>>>

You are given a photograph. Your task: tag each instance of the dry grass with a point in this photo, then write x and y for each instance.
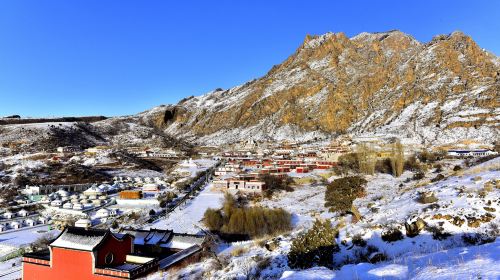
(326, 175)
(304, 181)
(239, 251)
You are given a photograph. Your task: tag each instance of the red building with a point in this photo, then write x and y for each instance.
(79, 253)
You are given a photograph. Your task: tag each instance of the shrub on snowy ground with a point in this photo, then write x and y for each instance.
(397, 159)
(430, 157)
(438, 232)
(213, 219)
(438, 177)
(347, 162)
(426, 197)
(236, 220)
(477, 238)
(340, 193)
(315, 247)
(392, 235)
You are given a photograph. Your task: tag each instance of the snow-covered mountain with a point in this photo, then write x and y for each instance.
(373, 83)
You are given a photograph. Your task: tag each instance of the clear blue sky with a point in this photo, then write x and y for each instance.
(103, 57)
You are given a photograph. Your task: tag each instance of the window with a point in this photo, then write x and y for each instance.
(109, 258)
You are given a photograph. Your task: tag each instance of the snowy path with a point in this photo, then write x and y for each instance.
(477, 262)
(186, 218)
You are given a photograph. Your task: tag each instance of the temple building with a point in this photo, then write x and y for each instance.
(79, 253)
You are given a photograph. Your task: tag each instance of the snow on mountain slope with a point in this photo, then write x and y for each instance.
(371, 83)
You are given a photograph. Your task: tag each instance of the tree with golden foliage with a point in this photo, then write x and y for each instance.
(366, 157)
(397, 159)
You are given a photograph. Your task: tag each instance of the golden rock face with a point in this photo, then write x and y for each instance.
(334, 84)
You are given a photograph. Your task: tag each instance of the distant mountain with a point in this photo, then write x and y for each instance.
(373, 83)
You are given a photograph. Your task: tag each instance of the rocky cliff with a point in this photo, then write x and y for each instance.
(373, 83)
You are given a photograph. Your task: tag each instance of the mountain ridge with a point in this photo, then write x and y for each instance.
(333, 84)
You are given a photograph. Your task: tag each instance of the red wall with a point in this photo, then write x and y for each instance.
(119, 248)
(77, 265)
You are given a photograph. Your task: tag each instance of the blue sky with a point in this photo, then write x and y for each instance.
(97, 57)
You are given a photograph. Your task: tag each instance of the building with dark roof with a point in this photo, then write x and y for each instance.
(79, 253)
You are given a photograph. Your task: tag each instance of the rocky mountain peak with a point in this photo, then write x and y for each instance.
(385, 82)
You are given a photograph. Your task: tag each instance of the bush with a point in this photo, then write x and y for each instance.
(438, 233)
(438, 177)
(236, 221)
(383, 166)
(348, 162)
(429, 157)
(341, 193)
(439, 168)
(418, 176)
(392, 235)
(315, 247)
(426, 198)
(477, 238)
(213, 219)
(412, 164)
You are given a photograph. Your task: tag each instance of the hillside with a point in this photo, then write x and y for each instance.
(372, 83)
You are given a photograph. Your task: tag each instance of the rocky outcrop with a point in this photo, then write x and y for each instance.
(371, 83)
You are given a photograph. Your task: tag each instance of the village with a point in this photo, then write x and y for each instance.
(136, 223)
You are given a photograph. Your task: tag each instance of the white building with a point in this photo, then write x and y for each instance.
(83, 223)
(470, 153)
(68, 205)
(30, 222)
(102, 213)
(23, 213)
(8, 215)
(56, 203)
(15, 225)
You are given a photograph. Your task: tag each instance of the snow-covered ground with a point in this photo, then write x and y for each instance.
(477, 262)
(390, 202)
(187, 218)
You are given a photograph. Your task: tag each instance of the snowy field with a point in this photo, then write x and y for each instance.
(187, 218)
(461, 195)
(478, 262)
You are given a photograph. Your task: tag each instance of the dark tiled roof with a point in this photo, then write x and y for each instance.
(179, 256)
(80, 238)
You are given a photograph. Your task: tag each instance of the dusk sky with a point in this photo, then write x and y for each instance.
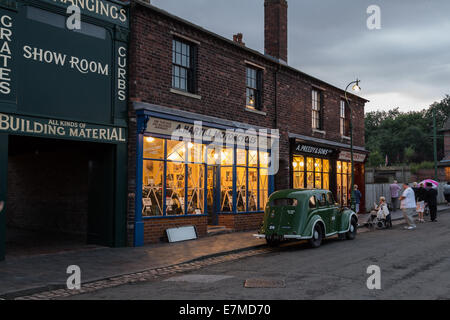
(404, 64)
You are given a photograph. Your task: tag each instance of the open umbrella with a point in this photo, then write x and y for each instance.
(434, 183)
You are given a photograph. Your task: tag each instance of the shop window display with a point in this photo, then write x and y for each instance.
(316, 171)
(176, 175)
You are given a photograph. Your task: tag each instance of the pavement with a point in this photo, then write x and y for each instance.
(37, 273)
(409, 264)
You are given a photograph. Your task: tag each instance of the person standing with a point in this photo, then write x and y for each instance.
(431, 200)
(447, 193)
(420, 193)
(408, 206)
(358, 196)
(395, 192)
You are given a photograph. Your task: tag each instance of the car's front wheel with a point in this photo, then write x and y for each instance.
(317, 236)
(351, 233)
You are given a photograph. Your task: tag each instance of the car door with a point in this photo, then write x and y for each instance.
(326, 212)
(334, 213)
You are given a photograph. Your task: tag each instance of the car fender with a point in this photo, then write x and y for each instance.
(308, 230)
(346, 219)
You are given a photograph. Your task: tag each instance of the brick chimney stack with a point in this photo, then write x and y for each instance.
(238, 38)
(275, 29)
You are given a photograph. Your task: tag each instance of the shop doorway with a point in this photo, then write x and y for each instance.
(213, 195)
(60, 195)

<<<

**Instructions to follow**
Give an exact copy of the material, leaving out every picture.

**Response area**
You are given a photograph. Your task: tag each instance of the dry grass with a point in this photo, then write x and y for each instance.
(326, 175)
(304, 181)
(239, 251)
You are given a photograph. Your task: tag each instance of the red building with a point in this photo, then write x and y for each instance.
(79, 253)
You are given a photograph. Your task: tag each instance of the shrub on snowy ground with a point in this photo, then write x and y for each instance.
(397, 159)
(430, 157)
(438, 232)
(213, 219)
(438, 177)
(347, 162)
(426, 197)
(236, 220)
(477, 238)
(340, 193)
(315, 247)
(392, 235)
You are given a photograph. Your task: tag each instance of the snow-covered mountain with a point in this photo, then write x and y for each instance.
(373, 83)
You are given a photograph. Your task: tag each instance of the clear blue sky with a point in this photo, then write x and y for each instance.
(103, 57)
You are given a photograph. Your task: tag each instance of the window with a point in this photo, then write x and y for each instance.
(109, 258)
You are given a photograph. Your task: tag each instance of the snowy path with a point in this photo, then write x and y for each instance.
(477, 262)
(186, 218)
You are given a photograph. Your task: tag each instance of the temple building with a point in this photo, then write x and y for each instance.
(79, 253)
You are given a photograph. Your task: tag each instance of the snow on mountain slope with a point in this photo, then write x and y for each instance.
(371, 83)
You are given a photograph. Your task: tag each instance of the tree with golden foliage with a point in this photo, then write x and y for each instance.
(366, 157)
(397, 159)
You are given a photograph. Your task: tag each instance of the golden rock face with a point in this photo, then write x and y for each instance.
(334, 84)
You are given a photograph. Your task: tag each instance of the distant mountain with a point in this photo, then write x and y for each instance.
(373, 83)
You are given a photograph. Your task: tag each instance of the rocky cliff with a point in this photo, then write x and y for each instance.
(373, 83)
You are given a photograph. Your task: tag each instance of the mountain ridge with a point in this photo, then write x and y for each instance.
(333, 84)
You are given a photograph. Your task: tag each instance of the red wall with a point in this photo, then write x and y for each instance.
(119, 248)
(77, 265)
You are given a photograph. Your task: tag each instance of the blue sky with a point in this photo, then write x and y for each instance.
(97, 57)
You are given a photograph. Your task: tag each instance of the building with dark roof with a point in this photo, then write x and y for each instance.
(79, 253)
You are given a photograph. Your task: tag each instance of the rocky mountain peak with a point in this photo, then write x and y for each instance.
(385, 82)
You are given a photograph. Your task: tag each instance of the bush with a point in this photo, then write x and y for each instance.
(438, 233)
(438, 177)
(236, 221)
(383, 166)
(348, 162)
(429, 157)
(341, 193)
(439, 168)
(418, 176)
(392, 235)
(315, 247)
(426, 198)
(477, 238)
(213, 219)
(412, 164)
You are given a photograph. Your task: tag each instance of the hillside with a point in this photo, then write x and y for each instance.
(372, 83)
You are given a photograph. Your task: tag each instance of the rocky outcrop with a point in this photo, then write x and y for each instance.
(371, 83)
You are given a photograph. Your task: tag each instance of the village with a point in this photo, then write x and y for each instance.
(136, 223)
You are given a photograph. Your task: tag each instance of the white building with a point in this photo, then write x and y for each instance.
(83, 223)
(470, 153)
(68, 205)
(30, 222)
(102, 213)
(23, 213)
(8, 215)
(56, 203)
(15, 225)
You are given a photograph. Your task: tag each instance of the snow-covered ground with a point in this photo, then write x and y for each instance.
(477, 262)
(390, 202)
(187, 218)
You are given a photograph. Your task: tag each instance of the snowy field with a point in this photo, then write x and y for each instance.
(187, 218)
(461, 195)
(478, 262)
You are given a photograph. Your task: tag each instance of the dark tiled roof with a point in this photo, then write x and y for each instance.
(179, 256)
(80, 238)
You are given a photograph. Your task: tag each instance of the dusk sky with a point in this photo, then write x and y for each instance.
(404, 64)
You are given a photograph. Your task: tag each instance of the open umbrella with a point in this photo, then write x and y for each instance.
(434, 183)
You are given a photograph. Your task: tag each instance of the shop window display with a point in this photo, then write x and y for each instance.
(316, 171)
(176, 175)
You are given a photograph. Your task: tag each instance of the pavement with a point in this photo, then write x and y for each instance.
(37, 273)
(409, 264)
You are given a photograph. Your task: tag each instance of the person standing with a point in this photo, then write x and y for each instance.
(431, 200)
(447, 193)
(420, 193)
(408, 206)
(358, 196)
(395, 192)
You are given a photograph. Your task: tag each instance of the car's front wheel with a point in this photo, then write x and y for each instance.
(317, 236)
(351, 233)
You are given a photograph. Your task: tag each instance of the car door with a point in this photo, then write x and y for each instance.
(326, 212)
(334, 213)
You are given a photograph. Your task: tag each instance of the car fender with a point in this photo, then write x and y for each instance.
(308, 230)
(346, 219)
You are given a photograph. Your task: tag each instance of the brick chimney stack with a point in this photo, then write x and y for each instance.
(238, 38)
(275, 29)
You are given a photograph. Your task: tag each instance of the shop doorway with a point in this photo, then write x and y for each instance.
(213, 195)
(60, 195)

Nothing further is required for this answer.